>> begin Input rows

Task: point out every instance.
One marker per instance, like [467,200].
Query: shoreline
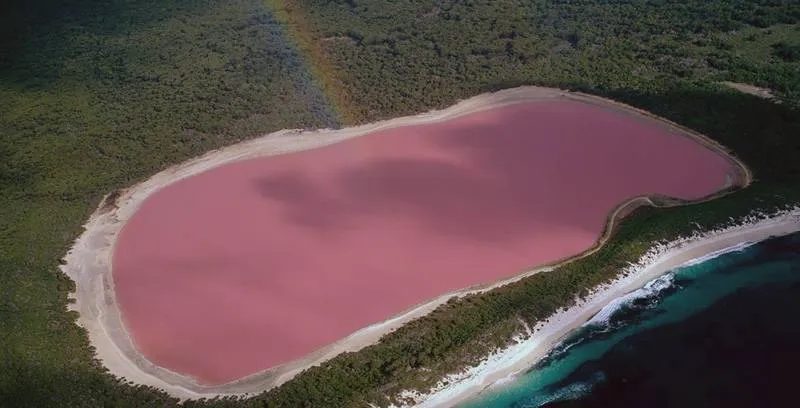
[505,366]
[88,262]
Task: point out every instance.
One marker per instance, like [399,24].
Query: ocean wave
[736,248]
[651,290]
[569,392]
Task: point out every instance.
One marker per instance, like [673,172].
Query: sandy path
[504,366]
[88,262]
[751,89]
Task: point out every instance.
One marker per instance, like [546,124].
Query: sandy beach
[88,263]
[502,367]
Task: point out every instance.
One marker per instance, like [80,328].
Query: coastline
[504,366]
[88,262]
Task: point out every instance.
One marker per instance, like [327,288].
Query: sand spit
[88,263]
[503,366]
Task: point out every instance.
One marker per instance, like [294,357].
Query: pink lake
[261,262]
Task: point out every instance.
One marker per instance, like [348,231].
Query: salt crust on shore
[88,262]
[504,365]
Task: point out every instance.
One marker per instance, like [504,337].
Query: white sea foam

>> end Input rows

### What is asked
Return the listing above word for word, with the pictures removed.

### Completed exercise
Task: point out every instance.
One marker per instance, like [467,200].
Query: shoreline
[505,366]
[88,262]
Task: point out every instance.
One marker per instance, like [399,24].
Query: ocean wave
[736,248]
[651,290]
[569,392]
Task: point out every instance.
One marker per instance, like [673,172].
Query: sandy path
[504,366]
[88,262]
[751,89]
Task: point out every instance.
One marker per instance, like [546,124].
Query: sandy beach
[88,263]
[502,367]
Task: point out every instance.
One marker per instance, like [80,328].
Query: coastline
[504,366]
[88,262]
Task: point out every instance.
One marker per instance, like [327,288].
Query: sand spit
[88,263]
[503,366]
Task: point out every instance.
One marker per instance, like [294,357].
Query: pink lake
[261,262]
Task: point out every instance.
One marker per instance, like [348,231].
Query: salt crust on shore
[88,262]
[504,365]
Task: point out every instance.
One marker per instance, like [504,337].
Query: white sea foam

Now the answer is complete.